What to do: Your answer should be the line containing "Give one point for each instance of the second" and each line after it through the end of the data below, repeated exactly.

Photo-based referring expression data:
○ ○ ○ ○

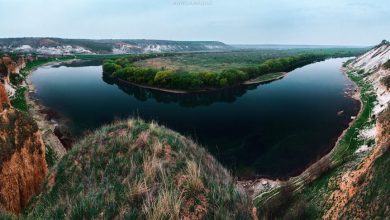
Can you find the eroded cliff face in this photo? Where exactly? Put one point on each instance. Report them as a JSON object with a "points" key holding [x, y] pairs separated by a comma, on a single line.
{"points": [[22, 156]]}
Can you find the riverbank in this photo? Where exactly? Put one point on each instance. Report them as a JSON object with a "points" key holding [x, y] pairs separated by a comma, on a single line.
{"points": [[266, 190], [46, 123], [270, 77]]}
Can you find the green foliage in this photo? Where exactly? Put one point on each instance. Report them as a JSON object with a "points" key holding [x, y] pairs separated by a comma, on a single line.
{"points": [[387, 65], [133, 69], [138, 170], [18, 101]]}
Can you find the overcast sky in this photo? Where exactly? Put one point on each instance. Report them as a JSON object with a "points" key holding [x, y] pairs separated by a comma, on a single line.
{"points": [[330, 22]]}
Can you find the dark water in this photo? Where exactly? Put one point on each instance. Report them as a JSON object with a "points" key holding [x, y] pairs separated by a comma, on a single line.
{"points": [[274, 129]]}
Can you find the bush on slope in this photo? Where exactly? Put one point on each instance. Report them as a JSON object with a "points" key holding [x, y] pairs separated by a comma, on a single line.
{"points": [[136, 170]]}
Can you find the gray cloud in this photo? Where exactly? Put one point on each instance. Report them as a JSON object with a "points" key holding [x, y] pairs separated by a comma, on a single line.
{"points": [[347, 22]]}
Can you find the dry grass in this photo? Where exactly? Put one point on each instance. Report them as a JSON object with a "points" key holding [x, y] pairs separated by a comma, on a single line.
{"points": [[137, 170]]}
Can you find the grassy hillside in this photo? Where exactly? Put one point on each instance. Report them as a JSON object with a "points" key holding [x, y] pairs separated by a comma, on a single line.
{"points": [[215, 61], [136, 170]]}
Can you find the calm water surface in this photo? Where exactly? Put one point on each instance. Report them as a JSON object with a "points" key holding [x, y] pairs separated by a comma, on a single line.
{"points": [[275, 129]]}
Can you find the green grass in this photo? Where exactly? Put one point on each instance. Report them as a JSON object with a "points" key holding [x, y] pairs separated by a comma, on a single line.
{"points": [[310, 202], [268, 77], [137, 170], [215, 61], [350, 142], [18, 101]]}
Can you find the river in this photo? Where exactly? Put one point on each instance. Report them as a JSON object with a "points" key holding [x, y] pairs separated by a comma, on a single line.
{"points": [[275, 129]]}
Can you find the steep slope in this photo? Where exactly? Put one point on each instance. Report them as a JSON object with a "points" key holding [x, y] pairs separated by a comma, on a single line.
{"points": [[22, 152], [135, 170], [58, 46], [352, 180]]}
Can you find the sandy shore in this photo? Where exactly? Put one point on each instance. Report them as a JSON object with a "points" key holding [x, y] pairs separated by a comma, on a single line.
{"points": [[47, 127], [299, 181]]}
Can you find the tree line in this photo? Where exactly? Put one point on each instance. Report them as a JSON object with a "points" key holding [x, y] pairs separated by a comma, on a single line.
{"points": [[125, 69]]}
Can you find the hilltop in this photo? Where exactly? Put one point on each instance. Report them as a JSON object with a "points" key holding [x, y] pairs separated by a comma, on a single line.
{"points": [[60, 46], [138, 170], [352, 180]]}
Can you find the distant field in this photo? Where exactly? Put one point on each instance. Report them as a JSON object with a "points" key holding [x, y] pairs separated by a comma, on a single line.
{"points": [[216, 61]]}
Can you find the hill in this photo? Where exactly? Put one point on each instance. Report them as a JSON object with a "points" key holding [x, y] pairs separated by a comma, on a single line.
{"points": [[60, 46], [136, 170], [352, 180]]}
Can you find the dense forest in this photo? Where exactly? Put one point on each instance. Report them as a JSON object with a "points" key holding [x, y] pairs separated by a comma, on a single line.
{"points": [[183, 79]]}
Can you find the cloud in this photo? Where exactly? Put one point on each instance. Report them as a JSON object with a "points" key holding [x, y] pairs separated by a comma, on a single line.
{"points": [[349, 22]]}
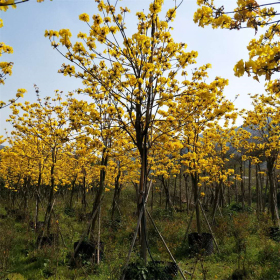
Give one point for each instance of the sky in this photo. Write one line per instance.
(36, 62)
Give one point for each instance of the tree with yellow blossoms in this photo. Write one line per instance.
(138, 75)
(264, 120)
(264, 57)
(46, 120)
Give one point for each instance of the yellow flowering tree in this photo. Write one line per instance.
(137, 75)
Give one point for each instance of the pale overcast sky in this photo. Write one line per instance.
(35, 61)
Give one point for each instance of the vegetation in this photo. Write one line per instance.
(151, 179)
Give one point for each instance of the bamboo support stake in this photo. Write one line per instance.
(189, 225)
(85, 232)
(163, 241)
(98, 235)
(135, 233)
(209, 226)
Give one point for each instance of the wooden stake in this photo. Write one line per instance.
(209, 226)
(162, 239)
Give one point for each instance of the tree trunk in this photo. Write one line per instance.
(249, 184)
(196, 197)
(96, 204)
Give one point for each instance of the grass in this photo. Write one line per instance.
(242, 239)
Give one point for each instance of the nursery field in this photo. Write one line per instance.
(123, 156)
(247, 250)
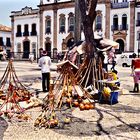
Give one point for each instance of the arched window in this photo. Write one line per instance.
(48, 25)
(98, 25)
(18, 34)
(115, 22)
(33, 29)
(124, 22)
(71, 22)
(26, 32)
(62, 23)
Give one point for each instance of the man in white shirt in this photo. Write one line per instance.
(45, 63)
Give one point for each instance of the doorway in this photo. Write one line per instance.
(121, 46)
(48, 49)
(26, 49)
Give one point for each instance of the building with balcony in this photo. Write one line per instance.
(25, 32)
(51, 26)
(5, 39)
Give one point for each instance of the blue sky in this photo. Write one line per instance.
(6, 6)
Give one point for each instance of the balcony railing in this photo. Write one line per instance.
(137, 22)
(120, 5)
(124, 27)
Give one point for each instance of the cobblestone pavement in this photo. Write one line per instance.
(106, 122)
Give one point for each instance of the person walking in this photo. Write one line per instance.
(113, 64)
(31, 57)
(135, 65)
(45, 63)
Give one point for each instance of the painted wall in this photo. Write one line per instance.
(22, 20)
(119, 13)
(5, 35)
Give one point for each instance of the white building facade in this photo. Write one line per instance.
(5, 39)
(25, 32)
(55, 22)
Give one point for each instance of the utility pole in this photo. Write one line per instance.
(77, 27)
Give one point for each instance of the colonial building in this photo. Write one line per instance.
(25, 31)
(137, 27)
(5, 38)
(53, 25)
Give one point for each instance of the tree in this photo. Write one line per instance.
(88, 15)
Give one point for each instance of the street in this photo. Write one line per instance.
(106, 122)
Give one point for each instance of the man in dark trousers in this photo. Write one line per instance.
(45, 63)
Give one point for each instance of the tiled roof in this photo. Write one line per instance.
(5, 28)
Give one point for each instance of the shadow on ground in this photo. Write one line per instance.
(81, 128)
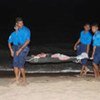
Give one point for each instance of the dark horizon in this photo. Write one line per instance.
(52, 21)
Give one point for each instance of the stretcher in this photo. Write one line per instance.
(50, 59)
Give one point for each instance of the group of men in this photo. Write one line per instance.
(20, 39)
(83, 45)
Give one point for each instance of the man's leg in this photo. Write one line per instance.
(16, 71)
(96, 70)
(82, 70)
(23, 74)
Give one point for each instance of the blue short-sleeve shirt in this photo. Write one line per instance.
(19, 37)
(85, 37)
(96, 39)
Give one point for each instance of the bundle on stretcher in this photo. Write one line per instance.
(55, 58)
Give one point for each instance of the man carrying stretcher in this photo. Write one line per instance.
(20, 40)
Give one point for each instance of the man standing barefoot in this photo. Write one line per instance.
(96, 50)
(18, 44)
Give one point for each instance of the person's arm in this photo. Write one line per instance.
(94, 48)
(11, 50)
(88, 48)
(76, 44)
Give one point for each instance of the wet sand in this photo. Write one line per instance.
(51, 87)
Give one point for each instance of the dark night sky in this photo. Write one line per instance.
(50, 21)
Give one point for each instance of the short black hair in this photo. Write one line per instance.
(18, 19)
(95, 24)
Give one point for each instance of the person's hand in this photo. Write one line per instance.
(12, 53)
(18, 52)
(75, 47)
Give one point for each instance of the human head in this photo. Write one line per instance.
(87, 27)
(19, 22)
(95, 27)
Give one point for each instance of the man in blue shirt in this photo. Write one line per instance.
(96, 50)
(20, 39)
(83, 45)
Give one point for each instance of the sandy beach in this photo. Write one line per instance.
(51, 88)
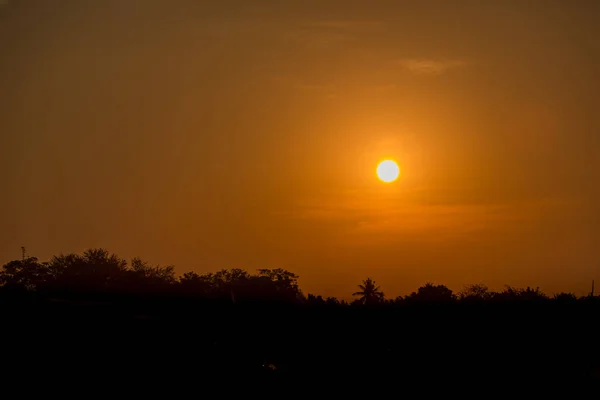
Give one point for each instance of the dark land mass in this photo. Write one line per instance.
(72, 338)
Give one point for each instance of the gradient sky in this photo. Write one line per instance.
(237, 133)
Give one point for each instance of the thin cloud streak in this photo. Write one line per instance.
(430, 67)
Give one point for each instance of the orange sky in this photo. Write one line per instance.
(221, 134)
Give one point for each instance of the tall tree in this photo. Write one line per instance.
(369, 293)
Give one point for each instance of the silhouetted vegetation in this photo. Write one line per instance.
(77, 309)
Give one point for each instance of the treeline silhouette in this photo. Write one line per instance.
(78, 312)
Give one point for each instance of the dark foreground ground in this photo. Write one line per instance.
(473, 351)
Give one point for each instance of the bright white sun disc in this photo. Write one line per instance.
(388, 171)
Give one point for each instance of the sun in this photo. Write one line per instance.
(388, 171)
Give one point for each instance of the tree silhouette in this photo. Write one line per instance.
(476, 292)
(432, 293)
(369, 293)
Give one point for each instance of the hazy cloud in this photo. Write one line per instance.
(430, 67)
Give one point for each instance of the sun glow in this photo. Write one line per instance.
(388, 171)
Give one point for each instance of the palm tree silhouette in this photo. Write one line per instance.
(370, 293)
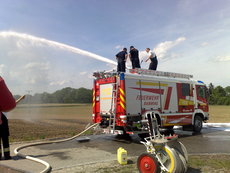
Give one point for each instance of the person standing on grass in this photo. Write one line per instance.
(7, 103)
(153, 58)
(121, 60)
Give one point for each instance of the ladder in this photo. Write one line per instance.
(113, 110)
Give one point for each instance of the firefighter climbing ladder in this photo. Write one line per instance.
(113, 110)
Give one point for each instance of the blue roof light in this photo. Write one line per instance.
(199, 81)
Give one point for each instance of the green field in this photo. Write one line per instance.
(219, 114)
(31, 122)
(38, 122)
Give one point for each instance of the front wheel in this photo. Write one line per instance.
(147, 163)
(198, 124)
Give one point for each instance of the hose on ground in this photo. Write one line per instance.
(47, 165)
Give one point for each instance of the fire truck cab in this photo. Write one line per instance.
(121, 101)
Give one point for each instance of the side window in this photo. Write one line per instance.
(201, 92)
(185, 89)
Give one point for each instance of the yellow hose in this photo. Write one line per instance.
(47, 165)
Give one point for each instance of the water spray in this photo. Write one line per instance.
(56, 44)
(47, 165)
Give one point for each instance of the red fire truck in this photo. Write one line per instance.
(122, 100)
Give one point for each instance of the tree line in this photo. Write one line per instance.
(218, 95)
(65, 95)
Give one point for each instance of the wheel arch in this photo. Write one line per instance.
(198, 113)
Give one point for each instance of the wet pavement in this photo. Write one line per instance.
(214, 139)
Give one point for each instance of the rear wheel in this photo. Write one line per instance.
(147, 163)
(198, 124)
(143, 135)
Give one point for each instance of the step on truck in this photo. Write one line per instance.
(122, 100)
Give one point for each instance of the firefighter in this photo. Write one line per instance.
(134, 57)
(7, 103)
(121, 60)
(153, 58)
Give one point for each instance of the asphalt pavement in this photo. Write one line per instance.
(72, 156)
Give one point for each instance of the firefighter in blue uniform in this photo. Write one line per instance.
(4, 137)
(134, 57)
(121, 60)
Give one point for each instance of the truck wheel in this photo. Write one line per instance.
(147, 163)
(198, 124)
(143, 135)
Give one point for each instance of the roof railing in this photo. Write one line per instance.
(105, 74)
(160, 73)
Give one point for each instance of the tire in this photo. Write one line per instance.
(169, 159)
(179, 147)
(198, 124)
(183, 162)
(147, 163)
(143, 135)
(179, 166)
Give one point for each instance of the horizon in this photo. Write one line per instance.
(55, 44)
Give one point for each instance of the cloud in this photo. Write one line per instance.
(162, 49)
(83, 73)
(59, 83)
(37, 65)
(2, 67)
(119, 47)
(223, 58)
(204, 44)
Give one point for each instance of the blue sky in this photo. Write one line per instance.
(188, 36)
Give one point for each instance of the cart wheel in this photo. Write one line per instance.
(179, 147)
(147, 163)
(168, 158)
(198, 124)
(183, 161)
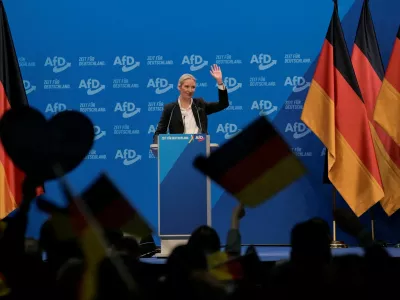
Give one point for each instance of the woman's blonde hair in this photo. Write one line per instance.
(185, 77)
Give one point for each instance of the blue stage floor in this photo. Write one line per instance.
(270, 253)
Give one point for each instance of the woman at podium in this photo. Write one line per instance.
(188, 114)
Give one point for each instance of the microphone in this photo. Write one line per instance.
(198, 116)
(172, 112)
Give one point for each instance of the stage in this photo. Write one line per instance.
(272, 253)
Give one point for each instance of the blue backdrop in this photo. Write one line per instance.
(119, 62)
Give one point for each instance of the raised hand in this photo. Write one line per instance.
(216, 73)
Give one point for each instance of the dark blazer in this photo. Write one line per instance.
(201, 109)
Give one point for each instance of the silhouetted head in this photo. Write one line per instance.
(311, 242)
(206, 239)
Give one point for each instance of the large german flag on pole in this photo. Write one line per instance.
(12, 94)
(368, 66)
(335, 112)
(387, 109)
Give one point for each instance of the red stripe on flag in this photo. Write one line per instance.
(15, 176)
(325, 71)
(353, 123)
(393, 71)
(370, 85)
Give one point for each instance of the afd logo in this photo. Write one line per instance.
(228, 129)
(231, 84)
(298, 129)
(152, 129)
(160, 85)
(196, 62)
(98, 133)
(264, 106)
(264, 61)
(92, 86)
(127, 63)
(55, 107)
(128, 109)
(128, 156)
(298, 83)
(58, 63)
(29, 88)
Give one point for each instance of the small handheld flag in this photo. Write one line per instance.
(254, 165)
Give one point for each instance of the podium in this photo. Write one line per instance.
(184, 193)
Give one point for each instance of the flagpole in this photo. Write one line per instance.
(335, 243)
(372, 223)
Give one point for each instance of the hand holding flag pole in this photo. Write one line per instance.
(97, 229)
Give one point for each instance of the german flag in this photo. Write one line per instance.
(12, 95)
(387, 106)
(105, 203)
(334, 110)
(368, 66)
(254, 165)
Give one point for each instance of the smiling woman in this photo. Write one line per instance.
(191, 115)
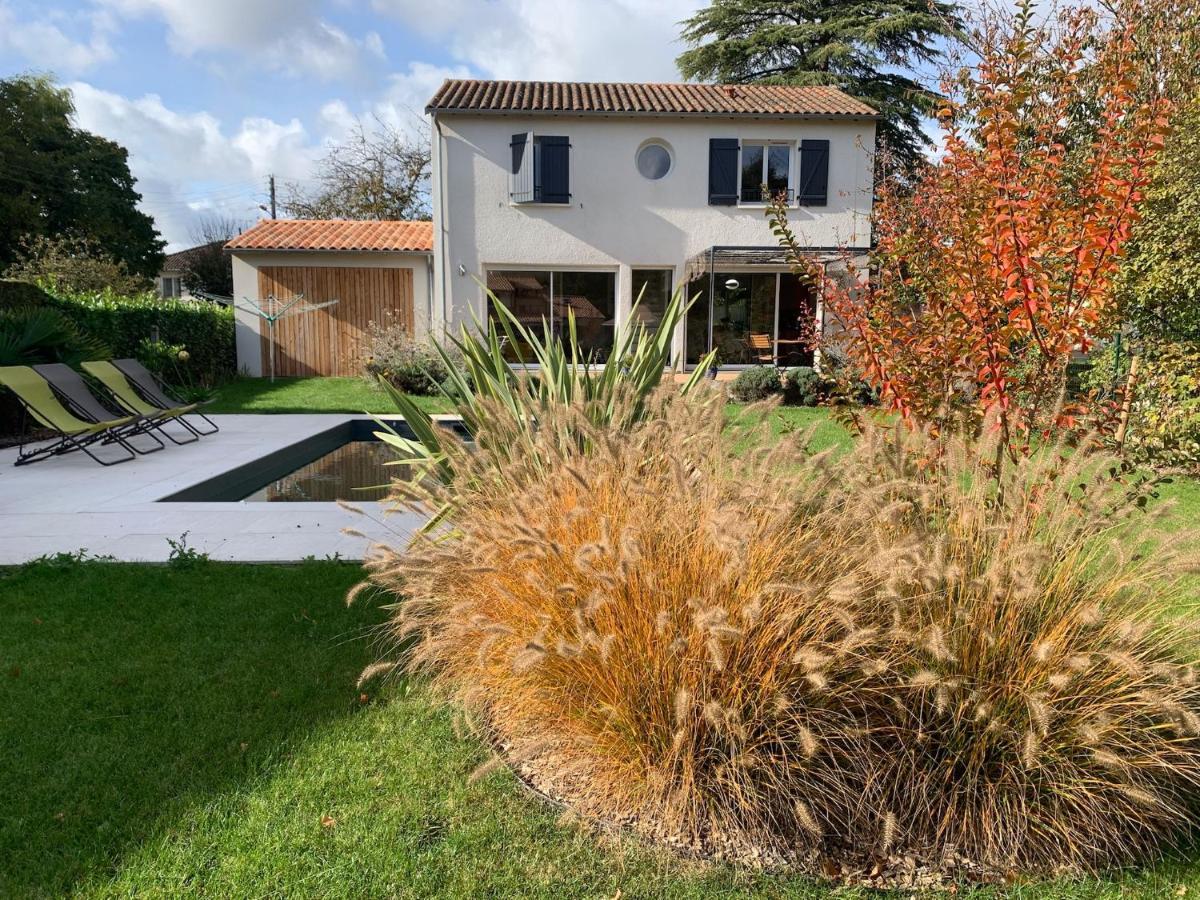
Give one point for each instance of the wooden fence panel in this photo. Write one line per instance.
(329, 342)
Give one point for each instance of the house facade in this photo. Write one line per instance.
(564, 197)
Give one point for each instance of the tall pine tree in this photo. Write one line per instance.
(861, 46)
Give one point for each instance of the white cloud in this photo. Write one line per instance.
(282, 35)
(187, 166)
(47, 42)
(555, 40)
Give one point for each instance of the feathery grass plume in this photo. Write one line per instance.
(767, 659)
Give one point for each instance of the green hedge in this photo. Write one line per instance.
(125, 323)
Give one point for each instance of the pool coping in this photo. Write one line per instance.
(70, 503)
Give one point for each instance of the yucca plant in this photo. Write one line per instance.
(480, 377)
(781, 654)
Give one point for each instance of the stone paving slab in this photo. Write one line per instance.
(70, 503)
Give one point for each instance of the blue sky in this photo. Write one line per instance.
(211, 96)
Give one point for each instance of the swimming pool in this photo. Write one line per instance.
(346, 462)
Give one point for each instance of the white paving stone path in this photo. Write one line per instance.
(70, 503)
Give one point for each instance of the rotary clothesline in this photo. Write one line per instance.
(270, 309)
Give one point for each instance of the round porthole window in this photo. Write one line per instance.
(653, 161)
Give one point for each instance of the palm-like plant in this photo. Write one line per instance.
(37, 334)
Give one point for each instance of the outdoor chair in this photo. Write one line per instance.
(139, 393)
(79, 399)
(762, 349)
(42, 405)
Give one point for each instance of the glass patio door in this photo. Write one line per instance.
(753, 319)
(744, 318)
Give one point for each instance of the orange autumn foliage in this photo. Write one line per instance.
(999, 259)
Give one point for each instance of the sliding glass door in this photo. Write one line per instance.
(550, 297)
(753, 319)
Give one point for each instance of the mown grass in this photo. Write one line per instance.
(309, 395)
(186, 731)
(175, 731)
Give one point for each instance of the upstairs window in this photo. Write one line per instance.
(739, 171)
(541, 171)
(766, 163)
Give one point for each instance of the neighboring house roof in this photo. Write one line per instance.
(336, 234)
(462, 95)
(180, 261)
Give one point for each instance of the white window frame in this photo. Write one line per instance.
(792, 166)
(551, 270)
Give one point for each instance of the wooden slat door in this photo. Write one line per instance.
(329, 342)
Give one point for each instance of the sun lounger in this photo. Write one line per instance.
(135, 394)
(41, 405)
(78, 397)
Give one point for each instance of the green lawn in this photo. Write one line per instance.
(307, 395)
(197, 731)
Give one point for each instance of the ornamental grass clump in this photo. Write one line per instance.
(785, 654)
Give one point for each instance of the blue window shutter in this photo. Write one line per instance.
(521, 186)
(553, 179)
(723, 172)
(814, 173)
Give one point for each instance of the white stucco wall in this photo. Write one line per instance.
(618, 220)
(245, 286)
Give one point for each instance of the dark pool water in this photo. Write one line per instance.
(353, 472)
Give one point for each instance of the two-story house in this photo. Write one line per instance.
(582, 197)
(563, 198)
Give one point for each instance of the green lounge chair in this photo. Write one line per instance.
(129, 394)
(77, 396)
(43, 406)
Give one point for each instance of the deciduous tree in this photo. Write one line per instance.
(1001, 258)
(381, 173)
(57, 179)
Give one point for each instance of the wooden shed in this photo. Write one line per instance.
(376, 273)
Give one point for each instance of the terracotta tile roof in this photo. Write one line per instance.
(460, 95)
(181, 259)
(335, 234)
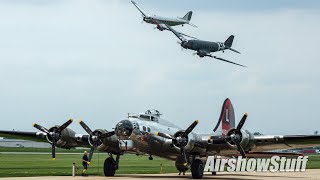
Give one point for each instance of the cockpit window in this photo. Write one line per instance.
(148, 117)
(145, 117)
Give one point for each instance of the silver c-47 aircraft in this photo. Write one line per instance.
(160, 21)
(148, 133)
(204, 48)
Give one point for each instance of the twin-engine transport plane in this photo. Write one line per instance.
(161, 21)
(148, 133)
(204, 48)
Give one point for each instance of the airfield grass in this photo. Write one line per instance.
(15, 165)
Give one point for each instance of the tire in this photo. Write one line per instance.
(197, 169)
(109, 167)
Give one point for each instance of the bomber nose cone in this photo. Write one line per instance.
(124, 129)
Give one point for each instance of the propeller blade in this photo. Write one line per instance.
(240, 149)
(91, 152)
(85, 127)
(221, 59)
(242, 121)
(107, 134)
(234, 50)
(65, 125)
(190, 128)
(41, 128)
(183, 153)
(53, 147)
(164, 135)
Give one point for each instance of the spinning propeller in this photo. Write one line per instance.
(180, 139)
(95, 136)
(53, 134)
(234, 136)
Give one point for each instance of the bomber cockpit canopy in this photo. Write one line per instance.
(149, 115)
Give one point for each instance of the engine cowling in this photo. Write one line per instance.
(186, 142)
(244, 138)
(65, 139)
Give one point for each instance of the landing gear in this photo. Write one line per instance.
(111, 165)
(197, 169)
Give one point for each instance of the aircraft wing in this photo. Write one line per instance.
(256, 145)
(179, 35)
(33, 136)
(140, 9)
(66, 140)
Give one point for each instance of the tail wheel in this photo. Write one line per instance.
(197, 169)
(109, 167)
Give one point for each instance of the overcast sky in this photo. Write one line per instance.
(94, 60)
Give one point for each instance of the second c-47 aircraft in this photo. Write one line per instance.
(147, 133)
(161, 21)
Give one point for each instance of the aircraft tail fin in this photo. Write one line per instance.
(188, 16)
(227, 117)
(228, 44)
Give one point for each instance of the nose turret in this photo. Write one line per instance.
(124, 129)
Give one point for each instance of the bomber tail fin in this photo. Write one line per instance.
(228, 44)
(188, 16)
(229, 41)
(227, 117)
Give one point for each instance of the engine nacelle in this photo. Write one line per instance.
(65, 140)
(160, 27)
(187, 143)
(244, 138)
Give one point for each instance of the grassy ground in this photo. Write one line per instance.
(25, 149)
(42, 165)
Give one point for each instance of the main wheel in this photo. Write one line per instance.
(109, 167)
(197, 169)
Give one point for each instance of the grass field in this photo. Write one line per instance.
(12, 165)
(41, 164)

○ ○ ○ ○

Response:
Give one point for each instance of the second c-47 aircraft in this photo. Write one line per instance.
(147, 133)
(161, 21)
Give one point for each instance of the aircraft tail fin in this photo. Write one line per instance.
(188, 16)
(227, 117)
(228, 44)
Give one point for each instance of the nose turret in this photo. Write one line per instance.
(124, 129)
Give one point for each instance of the bomber tail fin in this photo. Write one line per instance.
(228, 44)
(188, 16)
(229, 41)
(227, 117)
Give one point for each instance of the engine nacelle in this photo. Write one line per instance.
(65, 140)
(160, 27)
(187, 143)
(244, 138)
Give one point for each instance of the grassy ground in this photo. Write one line per instance.
(25, 149)
(42, 165)
Give one point for each instance of the main wheel in this photo. Write one line per instance.
(109, 167)
(197, 169)
Give one point for each instance of the grass field in this photo. Write one line per instance.
(12, 165)
(41, 164)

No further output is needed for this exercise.